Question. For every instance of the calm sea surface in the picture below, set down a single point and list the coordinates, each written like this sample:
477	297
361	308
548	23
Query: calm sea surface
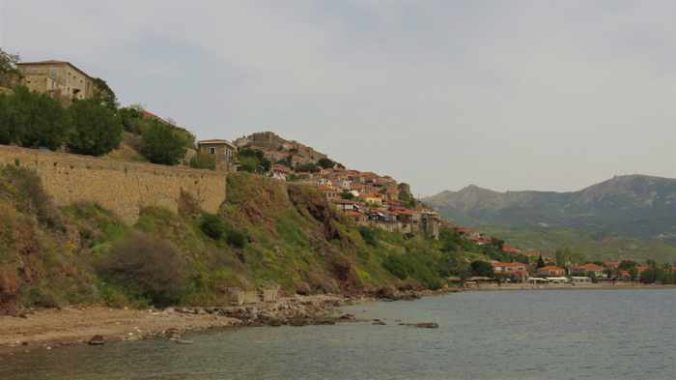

- - - - -

■ Objective
Rewrite the entries with "calm sea surface" swapped for "smooth sea surface" everywhere it appears, changing nothing else, and omit the pictures.

■ Completed task
Question. For every instance of the smooth sea surface in the picture below, set down a single point and list the coordinates, each written like this sample:
477	297
361	308
548	23
Query: smooth sea surface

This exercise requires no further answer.